# SF%,  KOH and preservatives.



## Obsidian (Feb 17, 2014)

I've noticed on a lot of recipes using KOH, you need to test for high PH and somehow neutralize the excess lye left in soap. Is there a reason people don't use a SF in KOH recipes? If I do use a SF, do I need to worry about neutralizing it?
Also, since this is a soft soap, does it need a preservative? Not sure if its what everyone calls a cream soap. There is no extra water added after the cook. I'm using this recipe but with a couple oil changes, a 5% SF and I'm doing HP.
http://wikitalks.com/2013/06/honey-beldi-hair/


----------



## FGOriold (Feb 17, 2014)

If you superfat a liquid soap than the fats that are not saponified are left floating in the soap.  If you superfat too much or use too many or too high a percentage of oils with unsapanifiables, the unsaponified excess becomes very visible.  They can cloud the soap or end up settling out to the bottom.  Superfatting liquid soap is not the same as superfatting CP soap because of that.  Neutralizing excess Koh should not have to be done if you calculate with a 0 - 2% superfat, maybe even 3% (I never superfat).  I find using glycerin in place of at least 50% of the water also creates a soap that is within an acceptable ph for liquid soap so that no neutralization is necessary if you calculate your KOH amount properly.

As for preservatives, there are those who say you must preserve liquid soap and those who say it is not necessary.  You will find arguments on both sides.


----------



## Obsidian (Feb 17, 2014)

I never thought about the excess oil floating but it makes sense, it also explains why I dislike liquid soap so much, I like a high SF or else homemade is just too drying.

I know liquid soap needs preservatives but what about the paste soap in that link?


----------



## FGOriold (Feb 17, 2014)

Taking a quick look at that website, I am not familiar with 2 of those oils, but the method seems to be cold process liquid soap paste making.  Looks like they just don't dilute the paste.  I would not think a preservative is necessary just like with cold process soap as you are not adding water to it after the paste is made.  They seem to use the paste as is without dilution which would be just a very, very concentrated version of it diluted.  It looks like the resulting paste if very gel like, many pastes come out very hard and you would not be able to use them without diluting them first.


----------



## cm4bleenmb (Feb 17, 2014)

I don't see why that would need a preservative, especially if you use it as a paste. Although I would probably want a way to get it out of the container to use it without getting water into it as you might when using it in the shower. 

I think this recipe sounds interesting but will not be doing much soap experimenting as we are getting ready for a move from MI to CA. If you make this, please let us know how it turns out. 

One thing that intrigued me is the use of mustard oil, so I looked it up and the claims for it are that it stimulates hair growth, darkens it naturally, and when massaged into the scalp helps with dryness and balding because of it's nutrient content and anti-bacterial and anti-fungal properties. That all sounds good to me but it can be an irritant so you should be careful about it until you find out if you can tolerate it or not. One article recommended putting a drop or two in your belly button before you go to bed so you never have dry or cracked lips. Hmmmm.


----------



## Obsidian (Feb 17, 2014)

Thanks, I was hoping I wouldn't have to use a preservative. I did make this today but I subbed the mustard and camelina oils with avocado and shea butter.
———
* _Work order_: From the soapmaking thread above, extract word for word the passage between "Taking a quick" and "cm4bleenmb (Feb 17, 2014)", inclusive.

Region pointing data
———
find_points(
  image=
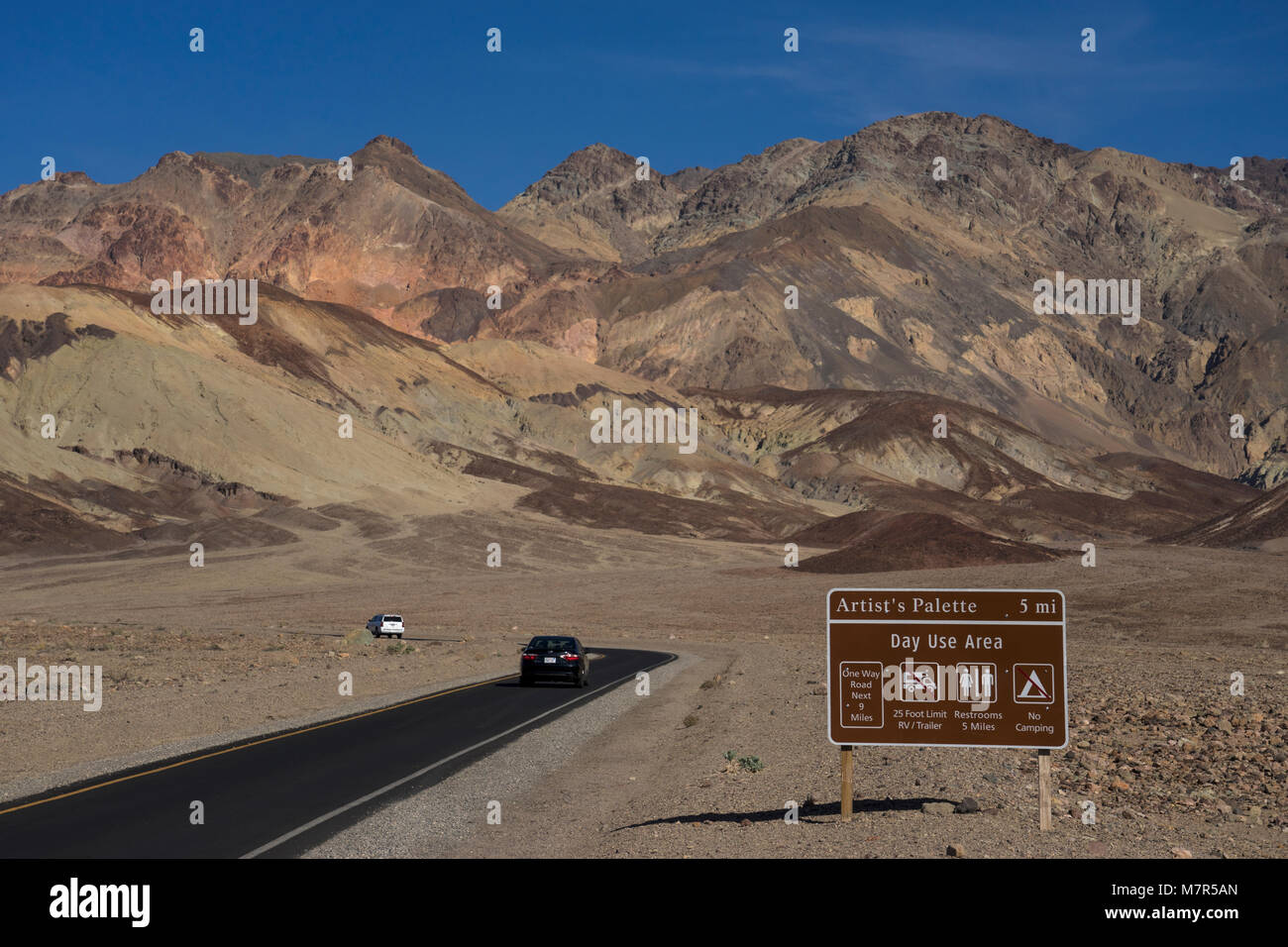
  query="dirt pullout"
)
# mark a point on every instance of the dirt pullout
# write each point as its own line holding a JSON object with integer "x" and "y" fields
{"x": 1262, "y": 522}
{"x": 921, "y": 540}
———
* _Final answer_:
Taking a quick look at that website, I am not familiar with 2 of those oils, but the method seems to be cold process liquid soap paste making.  Looks like they just don't dilute the paste.  I would not think a preservative is necessary just like with cold process soap as you are not adding water to it after the paste is made.  They seem to use the paste as is without dilution which would be just a very, very concentrated version of it diluted.  It looks like the resulting paste if very gel like, many pastes come out very hard and you would not be able to use them without diluting them first.


----------



## cm4bleenmb (Feb 17, 2014)